--- Dataset excerpts Enclosed Below ---

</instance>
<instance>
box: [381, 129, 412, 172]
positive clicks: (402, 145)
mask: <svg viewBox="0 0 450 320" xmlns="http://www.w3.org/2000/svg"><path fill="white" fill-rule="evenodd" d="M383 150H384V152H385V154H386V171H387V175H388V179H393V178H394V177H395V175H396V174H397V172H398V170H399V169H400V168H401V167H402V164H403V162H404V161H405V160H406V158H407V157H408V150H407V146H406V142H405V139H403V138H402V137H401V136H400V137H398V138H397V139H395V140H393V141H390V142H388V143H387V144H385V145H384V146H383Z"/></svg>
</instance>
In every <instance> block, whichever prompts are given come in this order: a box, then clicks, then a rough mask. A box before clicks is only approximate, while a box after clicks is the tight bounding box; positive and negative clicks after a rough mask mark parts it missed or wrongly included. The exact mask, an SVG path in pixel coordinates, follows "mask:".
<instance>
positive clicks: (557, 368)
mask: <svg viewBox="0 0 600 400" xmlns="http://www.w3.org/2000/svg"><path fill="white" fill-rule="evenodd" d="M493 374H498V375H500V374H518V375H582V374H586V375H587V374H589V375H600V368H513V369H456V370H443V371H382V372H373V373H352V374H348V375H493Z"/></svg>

--- End of Enclosed Dataset excerpts ---

Problem to solve: An exact, complete copy of the records is the expected answer.

Output for this task:
</instance>
<instance>
box: [381, 129, 412, 172]
positive clicks: (402, 145)
mask: <svg viewBox="0 0 450 320" xmlns="http://www.w3.org/2000/svg"><path fill="white" fill-rule="evenodd" d="M383 150H384V152H385V154H386V171H387V175H388V179H393V178H394V177H395V175H396V174H397V172H398V170H399V169H400V168H401V167H402V164H403V162H404V161H405V160H406V158H407V157H408V150H407V146H406V142H405V139H403V138H402V137H401V136H400V137H398V138H397V139H395V140H393V141H390V142H388V143H387V144H385V145H384V146H383Z"/></svg>
</instance>
In every <instance> block, whichever prompts are given come in this order: a box, then clicks, then a rough mask. A box before clicks is only approximate, while a box after clicks is the tight bounding box; positive and negative clicks after a rough mask mark parts it missed or wrongly included. The exact mask, an SVG path in pixel coordinates, follows "mask:".
<instance>
positive clicks: (557, 368)
mask: <svg viewBox="0 0 600 400" xmlns="http://www.w3.org/2000/svg"><path fill="white" fill-rule="evenodd" d="M493 374H498V375H500V374H518V375H582V374H586V375H587V374H589V375H600V368H513V369H456V370H443V371H382V372H373V373H352V374H348V375H493Z"/></svg>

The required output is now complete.